** Start of Stored data **

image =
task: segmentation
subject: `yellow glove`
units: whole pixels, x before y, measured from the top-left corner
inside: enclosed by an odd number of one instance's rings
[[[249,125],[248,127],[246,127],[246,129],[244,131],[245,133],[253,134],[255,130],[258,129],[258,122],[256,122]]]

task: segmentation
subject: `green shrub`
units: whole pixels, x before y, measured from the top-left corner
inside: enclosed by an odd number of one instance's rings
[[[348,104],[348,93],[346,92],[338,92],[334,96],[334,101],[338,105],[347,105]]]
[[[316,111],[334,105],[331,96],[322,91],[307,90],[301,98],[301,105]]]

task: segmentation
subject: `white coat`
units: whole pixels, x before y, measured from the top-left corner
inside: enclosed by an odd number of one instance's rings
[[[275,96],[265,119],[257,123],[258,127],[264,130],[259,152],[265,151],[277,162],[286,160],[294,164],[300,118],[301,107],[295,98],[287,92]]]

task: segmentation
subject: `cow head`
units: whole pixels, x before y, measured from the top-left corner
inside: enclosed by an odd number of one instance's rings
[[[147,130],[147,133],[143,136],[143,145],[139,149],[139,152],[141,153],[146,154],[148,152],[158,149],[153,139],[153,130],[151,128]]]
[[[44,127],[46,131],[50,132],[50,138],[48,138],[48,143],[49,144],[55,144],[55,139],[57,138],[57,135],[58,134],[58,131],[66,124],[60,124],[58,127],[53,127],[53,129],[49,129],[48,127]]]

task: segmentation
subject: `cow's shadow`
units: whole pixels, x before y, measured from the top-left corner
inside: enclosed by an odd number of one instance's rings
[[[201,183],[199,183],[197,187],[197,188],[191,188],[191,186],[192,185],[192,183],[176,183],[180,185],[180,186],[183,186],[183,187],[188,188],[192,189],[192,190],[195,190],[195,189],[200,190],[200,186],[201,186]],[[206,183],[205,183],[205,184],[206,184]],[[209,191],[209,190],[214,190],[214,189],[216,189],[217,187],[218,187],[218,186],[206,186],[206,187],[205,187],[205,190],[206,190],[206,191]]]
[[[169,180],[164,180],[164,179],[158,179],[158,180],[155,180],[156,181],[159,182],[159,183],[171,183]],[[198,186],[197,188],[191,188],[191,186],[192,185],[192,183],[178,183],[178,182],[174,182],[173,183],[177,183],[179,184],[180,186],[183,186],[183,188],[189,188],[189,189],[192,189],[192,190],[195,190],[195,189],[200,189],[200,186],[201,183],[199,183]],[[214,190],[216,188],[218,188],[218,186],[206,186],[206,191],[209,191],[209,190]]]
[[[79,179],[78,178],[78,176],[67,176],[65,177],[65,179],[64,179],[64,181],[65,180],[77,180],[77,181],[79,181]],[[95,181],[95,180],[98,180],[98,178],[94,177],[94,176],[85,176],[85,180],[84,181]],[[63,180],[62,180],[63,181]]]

** End of Stored data **

Given exercise: From the rows above, pull out every line containing the string "subject" and copy each one unchanged.

Reply to the task:
subject: `yellow glove`
subject: `green shrub`
subject: `white coat`
subject: `cow head`
subject: `cow's shadow`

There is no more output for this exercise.